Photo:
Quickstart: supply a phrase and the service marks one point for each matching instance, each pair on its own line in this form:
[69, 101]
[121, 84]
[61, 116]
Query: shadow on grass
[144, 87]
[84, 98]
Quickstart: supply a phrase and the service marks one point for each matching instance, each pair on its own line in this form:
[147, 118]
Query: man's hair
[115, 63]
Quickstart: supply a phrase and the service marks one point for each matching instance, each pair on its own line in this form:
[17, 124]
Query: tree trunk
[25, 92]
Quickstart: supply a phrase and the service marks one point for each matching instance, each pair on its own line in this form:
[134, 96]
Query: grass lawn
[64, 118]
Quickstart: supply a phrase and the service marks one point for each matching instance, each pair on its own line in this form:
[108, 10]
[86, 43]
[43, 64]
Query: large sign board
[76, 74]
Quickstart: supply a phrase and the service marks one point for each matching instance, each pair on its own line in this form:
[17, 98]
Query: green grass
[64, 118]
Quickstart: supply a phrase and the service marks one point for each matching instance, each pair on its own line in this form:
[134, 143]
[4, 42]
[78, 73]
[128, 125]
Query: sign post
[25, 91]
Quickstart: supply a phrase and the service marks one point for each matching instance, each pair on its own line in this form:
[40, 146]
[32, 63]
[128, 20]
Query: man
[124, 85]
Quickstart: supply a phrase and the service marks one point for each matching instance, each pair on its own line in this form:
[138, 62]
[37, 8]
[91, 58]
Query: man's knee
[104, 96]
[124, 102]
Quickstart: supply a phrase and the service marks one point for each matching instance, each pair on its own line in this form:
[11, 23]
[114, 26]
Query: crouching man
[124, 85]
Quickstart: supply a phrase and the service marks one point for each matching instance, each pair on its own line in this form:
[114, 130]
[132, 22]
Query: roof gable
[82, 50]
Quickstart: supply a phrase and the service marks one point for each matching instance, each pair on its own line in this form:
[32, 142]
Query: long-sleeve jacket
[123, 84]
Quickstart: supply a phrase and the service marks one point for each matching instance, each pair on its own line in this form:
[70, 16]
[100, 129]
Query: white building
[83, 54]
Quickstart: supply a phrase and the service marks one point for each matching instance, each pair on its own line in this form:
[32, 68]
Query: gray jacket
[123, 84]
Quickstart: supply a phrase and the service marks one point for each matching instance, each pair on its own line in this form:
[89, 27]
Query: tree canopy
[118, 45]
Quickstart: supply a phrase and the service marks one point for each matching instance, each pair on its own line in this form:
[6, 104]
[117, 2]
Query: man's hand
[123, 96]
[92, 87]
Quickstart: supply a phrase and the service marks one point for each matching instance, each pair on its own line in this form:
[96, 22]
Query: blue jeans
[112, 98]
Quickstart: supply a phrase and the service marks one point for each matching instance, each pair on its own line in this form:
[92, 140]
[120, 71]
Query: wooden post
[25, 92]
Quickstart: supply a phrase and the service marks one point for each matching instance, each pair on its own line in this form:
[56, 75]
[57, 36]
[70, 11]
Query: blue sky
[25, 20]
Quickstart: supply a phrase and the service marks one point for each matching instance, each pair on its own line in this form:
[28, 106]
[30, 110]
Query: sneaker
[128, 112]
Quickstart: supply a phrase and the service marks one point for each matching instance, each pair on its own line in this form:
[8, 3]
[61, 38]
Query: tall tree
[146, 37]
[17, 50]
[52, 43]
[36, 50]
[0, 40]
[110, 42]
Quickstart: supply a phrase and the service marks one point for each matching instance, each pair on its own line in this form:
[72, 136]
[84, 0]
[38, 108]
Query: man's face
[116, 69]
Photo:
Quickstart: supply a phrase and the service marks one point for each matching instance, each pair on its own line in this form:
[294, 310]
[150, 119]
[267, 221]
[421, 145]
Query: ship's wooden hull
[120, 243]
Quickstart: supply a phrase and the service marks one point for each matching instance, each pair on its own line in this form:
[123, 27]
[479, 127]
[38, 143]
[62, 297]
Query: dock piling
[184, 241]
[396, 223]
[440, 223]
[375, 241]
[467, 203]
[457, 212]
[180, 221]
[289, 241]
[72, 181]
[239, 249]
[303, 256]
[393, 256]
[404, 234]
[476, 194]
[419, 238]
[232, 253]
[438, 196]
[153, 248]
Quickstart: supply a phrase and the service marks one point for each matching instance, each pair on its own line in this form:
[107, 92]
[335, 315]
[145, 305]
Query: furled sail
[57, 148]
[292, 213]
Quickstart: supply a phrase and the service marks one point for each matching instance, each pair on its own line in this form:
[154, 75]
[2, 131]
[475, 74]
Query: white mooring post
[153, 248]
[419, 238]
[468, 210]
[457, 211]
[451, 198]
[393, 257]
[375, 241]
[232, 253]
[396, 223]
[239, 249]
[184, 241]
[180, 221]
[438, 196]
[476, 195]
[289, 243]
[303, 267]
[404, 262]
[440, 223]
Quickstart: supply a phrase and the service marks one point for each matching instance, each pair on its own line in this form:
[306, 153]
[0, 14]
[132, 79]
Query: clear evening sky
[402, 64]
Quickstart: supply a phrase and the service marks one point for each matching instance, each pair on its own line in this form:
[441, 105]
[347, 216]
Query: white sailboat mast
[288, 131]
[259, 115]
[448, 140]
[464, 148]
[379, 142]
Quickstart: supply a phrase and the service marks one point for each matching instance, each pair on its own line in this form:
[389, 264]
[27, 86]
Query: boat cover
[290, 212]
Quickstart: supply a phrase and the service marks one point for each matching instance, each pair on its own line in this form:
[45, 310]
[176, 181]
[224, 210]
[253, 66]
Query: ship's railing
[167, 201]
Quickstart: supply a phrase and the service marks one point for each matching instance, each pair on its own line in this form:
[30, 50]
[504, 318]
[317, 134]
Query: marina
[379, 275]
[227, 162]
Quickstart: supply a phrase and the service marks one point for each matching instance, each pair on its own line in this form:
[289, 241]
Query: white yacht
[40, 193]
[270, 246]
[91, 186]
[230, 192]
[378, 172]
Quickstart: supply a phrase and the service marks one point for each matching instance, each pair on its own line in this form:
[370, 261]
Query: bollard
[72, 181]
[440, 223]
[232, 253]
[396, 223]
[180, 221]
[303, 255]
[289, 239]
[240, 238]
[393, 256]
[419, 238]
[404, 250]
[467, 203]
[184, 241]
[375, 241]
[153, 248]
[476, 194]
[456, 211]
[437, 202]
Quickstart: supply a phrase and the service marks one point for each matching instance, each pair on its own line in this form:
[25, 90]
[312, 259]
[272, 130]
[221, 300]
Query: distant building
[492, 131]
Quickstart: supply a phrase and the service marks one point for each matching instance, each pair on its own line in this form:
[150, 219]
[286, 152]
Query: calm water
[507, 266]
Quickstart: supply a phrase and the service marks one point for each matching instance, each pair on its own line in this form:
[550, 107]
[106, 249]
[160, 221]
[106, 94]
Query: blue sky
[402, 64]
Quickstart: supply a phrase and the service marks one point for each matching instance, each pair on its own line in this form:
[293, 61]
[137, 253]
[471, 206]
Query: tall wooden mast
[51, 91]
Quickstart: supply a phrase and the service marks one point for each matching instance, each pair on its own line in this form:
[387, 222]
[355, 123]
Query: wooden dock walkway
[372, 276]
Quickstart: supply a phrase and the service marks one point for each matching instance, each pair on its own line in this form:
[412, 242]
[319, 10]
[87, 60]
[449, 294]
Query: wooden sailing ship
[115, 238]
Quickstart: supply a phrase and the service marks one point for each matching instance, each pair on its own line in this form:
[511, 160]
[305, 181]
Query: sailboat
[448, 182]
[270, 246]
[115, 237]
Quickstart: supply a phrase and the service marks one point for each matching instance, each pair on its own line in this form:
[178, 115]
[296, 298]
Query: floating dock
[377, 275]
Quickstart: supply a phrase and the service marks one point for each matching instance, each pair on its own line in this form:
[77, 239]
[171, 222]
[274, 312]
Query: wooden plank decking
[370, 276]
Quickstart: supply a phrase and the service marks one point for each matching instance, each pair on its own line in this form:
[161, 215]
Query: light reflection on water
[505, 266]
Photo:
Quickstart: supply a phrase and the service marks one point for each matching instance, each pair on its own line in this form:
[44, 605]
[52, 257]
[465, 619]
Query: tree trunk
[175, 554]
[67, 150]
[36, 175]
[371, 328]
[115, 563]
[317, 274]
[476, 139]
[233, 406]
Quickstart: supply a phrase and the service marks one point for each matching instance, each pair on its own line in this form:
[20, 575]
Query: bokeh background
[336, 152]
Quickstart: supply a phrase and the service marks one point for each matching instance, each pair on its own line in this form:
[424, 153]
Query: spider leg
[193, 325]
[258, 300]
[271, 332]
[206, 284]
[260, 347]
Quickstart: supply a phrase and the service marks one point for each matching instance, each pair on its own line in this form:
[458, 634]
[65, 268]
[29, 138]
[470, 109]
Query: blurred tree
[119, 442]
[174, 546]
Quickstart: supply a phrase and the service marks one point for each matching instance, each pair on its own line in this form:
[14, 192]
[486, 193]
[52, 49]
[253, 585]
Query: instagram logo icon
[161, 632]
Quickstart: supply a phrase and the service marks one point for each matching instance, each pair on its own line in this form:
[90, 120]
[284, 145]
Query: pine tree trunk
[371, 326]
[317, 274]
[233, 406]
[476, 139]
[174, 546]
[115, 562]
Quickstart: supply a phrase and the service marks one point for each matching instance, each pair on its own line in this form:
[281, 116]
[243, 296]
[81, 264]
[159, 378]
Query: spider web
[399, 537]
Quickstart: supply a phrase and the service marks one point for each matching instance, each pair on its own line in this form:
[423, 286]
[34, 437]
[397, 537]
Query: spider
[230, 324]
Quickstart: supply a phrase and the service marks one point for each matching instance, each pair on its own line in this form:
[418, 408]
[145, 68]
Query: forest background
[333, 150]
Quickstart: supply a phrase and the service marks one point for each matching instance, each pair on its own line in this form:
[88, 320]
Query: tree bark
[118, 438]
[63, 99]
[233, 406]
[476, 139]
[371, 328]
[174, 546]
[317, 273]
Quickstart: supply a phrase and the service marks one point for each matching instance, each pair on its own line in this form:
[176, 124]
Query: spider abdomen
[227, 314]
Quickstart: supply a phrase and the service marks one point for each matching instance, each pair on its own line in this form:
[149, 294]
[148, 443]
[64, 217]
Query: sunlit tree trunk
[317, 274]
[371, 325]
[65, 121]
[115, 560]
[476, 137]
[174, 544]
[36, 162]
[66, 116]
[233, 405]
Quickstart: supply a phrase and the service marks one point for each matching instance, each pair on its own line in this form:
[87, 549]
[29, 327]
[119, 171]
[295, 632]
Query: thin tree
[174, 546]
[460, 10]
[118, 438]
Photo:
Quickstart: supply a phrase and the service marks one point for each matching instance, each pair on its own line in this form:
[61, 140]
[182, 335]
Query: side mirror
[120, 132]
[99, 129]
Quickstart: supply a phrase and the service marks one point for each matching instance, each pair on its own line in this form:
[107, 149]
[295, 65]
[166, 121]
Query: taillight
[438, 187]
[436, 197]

********************

Task — Give back the lines above exactly, from the one with "Query: side mirror" through the last line.

Answer to the problem —
Query: side mirror
[120, 132]
[99, 129]
Quickstart: supply a phrase and the service marks one point for each matching instance, each pair on its own line in this form:
[107, 149]
[295, 65]
[166, 121]
Query: taillight
[438, 187]
[436, 197]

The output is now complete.